- Written request: Can you copy the lines from the one that contains "Thank you for the photo. Could you pin the eyebrow" through the end of the material below, exactly and with nothing else?

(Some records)
# # #
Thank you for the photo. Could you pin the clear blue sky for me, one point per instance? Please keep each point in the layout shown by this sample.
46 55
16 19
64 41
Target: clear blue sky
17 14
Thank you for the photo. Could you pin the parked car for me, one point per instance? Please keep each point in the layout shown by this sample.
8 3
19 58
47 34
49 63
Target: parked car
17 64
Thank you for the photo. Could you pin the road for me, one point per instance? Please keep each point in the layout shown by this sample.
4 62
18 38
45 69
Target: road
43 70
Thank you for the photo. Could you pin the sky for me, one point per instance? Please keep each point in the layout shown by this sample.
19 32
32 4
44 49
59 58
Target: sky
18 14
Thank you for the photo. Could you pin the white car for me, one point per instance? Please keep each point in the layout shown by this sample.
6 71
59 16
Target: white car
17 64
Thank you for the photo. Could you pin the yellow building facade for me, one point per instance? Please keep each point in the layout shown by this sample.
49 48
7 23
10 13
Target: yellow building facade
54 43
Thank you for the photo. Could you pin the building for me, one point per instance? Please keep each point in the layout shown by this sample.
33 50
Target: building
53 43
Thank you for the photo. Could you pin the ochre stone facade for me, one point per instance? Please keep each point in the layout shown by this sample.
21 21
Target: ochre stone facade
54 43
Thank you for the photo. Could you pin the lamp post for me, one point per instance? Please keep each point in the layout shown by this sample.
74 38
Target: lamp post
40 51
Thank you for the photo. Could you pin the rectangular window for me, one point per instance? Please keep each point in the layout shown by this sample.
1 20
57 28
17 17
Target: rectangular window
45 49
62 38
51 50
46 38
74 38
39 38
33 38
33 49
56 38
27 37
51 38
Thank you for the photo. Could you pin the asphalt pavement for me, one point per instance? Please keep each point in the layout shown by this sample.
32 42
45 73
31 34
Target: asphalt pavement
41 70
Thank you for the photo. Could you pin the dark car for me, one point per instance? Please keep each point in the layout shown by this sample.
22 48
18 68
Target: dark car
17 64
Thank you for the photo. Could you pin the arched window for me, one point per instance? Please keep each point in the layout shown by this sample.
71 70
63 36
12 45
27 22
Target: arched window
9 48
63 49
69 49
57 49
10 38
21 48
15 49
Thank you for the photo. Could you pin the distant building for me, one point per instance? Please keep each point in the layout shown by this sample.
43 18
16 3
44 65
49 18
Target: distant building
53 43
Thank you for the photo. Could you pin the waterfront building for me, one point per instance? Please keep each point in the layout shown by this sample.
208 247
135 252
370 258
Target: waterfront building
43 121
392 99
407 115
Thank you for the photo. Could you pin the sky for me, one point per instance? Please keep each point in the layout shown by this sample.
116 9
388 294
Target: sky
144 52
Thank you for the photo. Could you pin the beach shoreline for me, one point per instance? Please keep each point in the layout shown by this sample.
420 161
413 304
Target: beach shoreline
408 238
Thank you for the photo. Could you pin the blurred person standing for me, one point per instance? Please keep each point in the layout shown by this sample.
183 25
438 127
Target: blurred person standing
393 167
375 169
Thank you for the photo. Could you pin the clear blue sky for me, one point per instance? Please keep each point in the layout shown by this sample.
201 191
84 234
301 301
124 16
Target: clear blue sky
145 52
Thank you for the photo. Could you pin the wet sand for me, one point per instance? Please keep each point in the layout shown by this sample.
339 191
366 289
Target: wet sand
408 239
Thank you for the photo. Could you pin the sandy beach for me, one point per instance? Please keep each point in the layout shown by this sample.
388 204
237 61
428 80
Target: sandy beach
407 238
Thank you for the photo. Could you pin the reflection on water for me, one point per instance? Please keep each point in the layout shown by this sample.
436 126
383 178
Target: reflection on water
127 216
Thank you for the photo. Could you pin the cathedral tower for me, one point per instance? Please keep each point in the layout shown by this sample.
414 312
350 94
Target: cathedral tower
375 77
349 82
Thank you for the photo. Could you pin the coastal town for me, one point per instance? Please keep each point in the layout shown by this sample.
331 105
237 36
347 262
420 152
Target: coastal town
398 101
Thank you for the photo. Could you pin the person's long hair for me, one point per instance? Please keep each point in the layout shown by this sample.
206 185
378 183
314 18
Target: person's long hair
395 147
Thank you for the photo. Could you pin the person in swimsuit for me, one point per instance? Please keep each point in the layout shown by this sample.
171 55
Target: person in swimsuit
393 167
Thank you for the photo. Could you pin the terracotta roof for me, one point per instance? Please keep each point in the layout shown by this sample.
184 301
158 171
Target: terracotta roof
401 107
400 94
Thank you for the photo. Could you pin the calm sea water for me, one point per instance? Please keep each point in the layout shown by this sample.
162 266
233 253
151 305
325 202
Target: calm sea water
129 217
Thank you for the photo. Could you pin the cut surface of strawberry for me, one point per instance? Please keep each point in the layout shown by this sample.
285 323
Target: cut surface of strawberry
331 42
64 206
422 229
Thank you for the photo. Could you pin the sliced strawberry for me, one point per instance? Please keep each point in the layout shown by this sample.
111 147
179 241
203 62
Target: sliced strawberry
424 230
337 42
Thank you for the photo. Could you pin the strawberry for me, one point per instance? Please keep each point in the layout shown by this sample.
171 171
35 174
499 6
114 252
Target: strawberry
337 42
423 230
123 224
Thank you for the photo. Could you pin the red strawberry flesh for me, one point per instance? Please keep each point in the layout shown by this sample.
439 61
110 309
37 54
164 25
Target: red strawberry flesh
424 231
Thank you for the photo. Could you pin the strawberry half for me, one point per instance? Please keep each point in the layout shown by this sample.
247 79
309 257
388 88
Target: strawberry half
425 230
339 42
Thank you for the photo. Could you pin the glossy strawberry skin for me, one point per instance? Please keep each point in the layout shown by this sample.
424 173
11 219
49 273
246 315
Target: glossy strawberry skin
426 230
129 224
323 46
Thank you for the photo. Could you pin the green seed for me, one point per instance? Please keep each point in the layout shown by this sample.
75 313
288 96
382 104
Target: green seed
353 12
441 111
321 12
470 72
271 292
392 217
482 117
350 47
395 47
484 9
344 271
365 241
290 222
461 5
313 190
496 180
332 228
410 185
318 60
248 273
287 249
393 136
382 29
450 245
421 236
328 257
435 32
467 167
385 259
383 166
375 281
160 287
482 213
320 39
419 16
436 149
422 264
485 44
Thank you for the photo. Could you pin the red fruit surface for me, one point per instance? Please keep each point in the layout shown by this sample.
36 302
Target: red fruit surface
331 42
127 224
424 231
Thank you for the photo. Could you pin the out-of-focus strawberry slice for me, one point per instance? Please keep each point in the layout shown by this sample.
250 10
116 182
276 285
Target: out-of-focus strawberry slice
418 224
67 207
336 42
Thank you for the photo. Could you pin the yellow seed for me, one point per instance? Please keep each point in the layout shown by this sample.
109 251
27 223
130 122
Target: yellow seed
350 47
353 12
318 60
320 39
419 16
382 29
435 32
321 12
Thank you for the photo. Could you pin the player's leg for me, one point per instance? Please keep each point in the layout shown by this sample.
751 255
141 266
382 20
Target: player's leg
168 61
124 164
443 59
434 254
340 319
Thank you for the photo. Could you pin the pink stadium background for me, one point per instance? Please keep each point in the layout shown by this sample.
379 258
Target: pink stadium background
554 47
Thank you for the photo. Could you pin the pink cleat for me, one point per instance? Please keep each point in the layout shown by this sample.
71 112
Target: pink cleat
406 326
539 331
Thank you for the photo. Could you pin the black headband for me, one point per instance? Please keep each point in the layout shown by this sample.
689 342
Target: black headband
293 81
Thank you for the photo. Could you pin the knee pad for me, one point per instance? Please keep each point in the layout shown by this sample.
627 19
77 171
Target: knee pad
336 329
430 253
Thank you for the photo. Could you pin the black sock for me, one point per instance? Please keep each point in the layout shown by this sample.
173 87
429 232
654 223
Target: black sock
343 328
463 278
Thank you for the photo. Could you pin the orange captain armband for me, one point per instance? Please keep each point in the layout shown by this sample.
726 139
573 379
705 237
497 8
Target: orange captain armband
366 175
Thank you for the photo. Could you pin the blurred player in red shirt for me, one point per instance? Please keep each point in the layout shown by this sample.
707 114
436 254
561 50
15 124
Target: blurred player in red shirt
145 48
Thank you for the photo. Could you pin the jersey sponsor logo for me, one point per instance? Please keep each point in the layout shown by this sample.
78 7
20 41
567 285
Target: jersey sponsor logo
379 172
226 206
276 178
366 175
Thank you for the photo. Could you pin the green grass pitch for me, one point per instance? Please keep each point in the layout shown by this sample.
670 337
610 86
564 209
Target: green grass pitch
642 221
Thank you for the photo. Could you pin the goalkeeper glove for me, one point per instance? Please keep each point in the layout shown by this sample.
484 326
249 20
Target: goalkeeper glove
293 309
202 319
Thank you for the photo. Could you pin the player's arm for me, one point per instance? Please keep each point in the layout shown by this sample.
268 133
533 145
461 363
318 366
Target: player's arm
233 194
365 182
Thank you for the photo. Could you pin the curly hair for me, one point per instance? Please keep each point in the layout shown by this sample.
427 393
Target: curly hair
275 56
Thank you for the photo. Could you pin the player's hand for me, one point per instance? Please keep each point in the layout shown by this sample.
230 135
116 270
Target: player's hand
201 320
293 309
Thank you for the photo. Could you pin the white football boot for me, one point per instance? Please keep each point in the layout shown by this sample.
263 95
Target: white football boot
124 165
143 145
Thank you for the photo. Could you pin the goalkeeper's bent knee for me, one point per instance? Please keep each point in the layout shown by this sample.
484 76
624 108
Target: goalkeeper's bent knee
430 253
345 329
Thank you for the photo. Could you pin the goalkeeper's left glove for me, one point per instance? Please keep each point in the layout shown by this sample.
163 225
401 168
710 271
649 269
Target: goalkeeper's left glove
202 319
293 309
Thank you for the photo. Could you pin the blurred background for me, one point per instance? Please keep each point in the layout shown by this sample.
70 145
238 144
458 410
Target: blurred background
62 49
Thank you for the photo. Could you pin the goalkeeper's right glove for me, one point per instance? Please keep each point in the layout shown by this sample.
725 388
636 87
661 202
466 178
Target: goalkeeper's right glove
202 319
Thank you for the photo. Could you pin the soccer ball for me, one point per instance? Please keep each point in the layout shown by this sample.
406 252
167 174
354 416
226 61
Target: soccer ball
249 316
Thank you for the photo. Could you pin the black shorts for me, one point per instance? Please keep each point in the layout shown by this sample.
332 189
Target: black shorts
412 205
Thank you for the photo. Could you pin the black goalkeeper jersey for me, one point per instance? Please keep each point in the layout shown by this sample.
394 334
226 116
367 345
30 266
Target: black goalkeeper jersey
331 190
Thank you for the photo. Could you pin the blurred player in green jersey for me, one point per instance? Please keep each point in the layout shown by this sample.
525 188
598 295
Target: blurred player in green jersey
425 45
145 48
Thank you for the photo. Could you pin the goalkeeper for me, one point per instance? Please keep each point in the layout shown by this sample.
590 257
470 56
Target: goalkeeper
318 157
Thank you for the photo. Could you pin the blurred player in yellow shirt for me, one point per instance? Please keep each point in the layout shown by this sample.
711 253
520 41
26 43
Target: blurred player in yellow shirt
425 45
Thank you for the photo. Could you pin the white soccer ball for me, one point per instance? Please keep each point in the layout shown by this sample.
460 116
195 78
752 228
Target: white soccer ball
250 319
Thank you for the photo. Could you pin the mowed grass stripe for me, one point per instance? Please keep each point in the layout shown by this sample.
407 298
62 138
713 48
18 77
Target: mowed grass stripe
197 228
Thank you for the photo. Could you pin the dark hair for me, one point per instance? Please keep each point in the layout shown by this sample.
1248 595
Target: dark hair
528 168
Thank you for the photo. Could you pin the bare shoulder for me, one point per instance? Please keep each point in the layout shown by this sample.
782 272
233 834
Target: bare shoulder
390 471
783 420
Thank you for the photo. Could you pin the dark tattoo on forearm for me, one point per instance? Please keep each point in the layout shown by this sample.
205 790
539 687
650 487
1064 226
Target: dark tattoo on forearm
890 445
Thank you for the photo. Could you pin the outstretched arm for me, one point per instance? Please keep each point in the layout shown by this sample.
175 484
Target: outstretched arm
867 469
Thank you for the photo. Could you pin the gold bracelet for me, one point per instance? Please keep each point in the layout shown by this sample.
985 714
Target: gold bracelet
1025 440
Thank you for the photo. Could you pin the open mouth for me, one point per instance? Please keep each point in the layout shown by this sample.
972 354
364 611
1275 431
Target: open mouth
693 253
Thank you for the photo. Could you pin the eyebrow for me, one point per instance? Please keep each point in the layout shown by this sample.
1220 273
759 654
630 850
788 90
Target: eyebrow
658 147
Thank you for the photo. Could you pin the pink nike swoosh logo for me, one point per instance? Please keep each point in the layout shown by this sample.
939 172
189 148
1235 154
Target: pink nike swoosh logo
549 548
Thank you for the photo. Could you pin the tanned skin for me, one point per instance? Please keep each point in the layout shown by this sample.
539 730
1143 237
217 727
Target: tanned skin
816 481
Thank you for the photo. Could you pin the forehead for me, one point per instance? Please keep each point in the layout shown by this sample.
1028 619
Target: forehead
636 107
# # #
- Result for this exercise:
Thank you for the photo. Could you pin the eyebrow for me, one point per instance? Please keep each point in the layout shown by this sample.
1220 273
759 654
630 850
788 90
Target: eyebrow
658 147
Thank you for the photo. Could you pin the pink nike swoosh logo for me, one point per instance? Please keep each point in the layout shown by this sample.
939 172
189 148
1235 154
Target: pink nike swoosh logo
549 548
Thank you for the photo. Could you pin the tanned skin for me, one point per instance? Please keep each point in the layout shown by this sample.
539 730
1143 237
217 727
Target: tanned skin
816 481
Thank you for the photo. Could you pin the forehead for me, one point per instance? Please keep each point in the layout shown by this sample.
1028 619
Target: forehead
636 107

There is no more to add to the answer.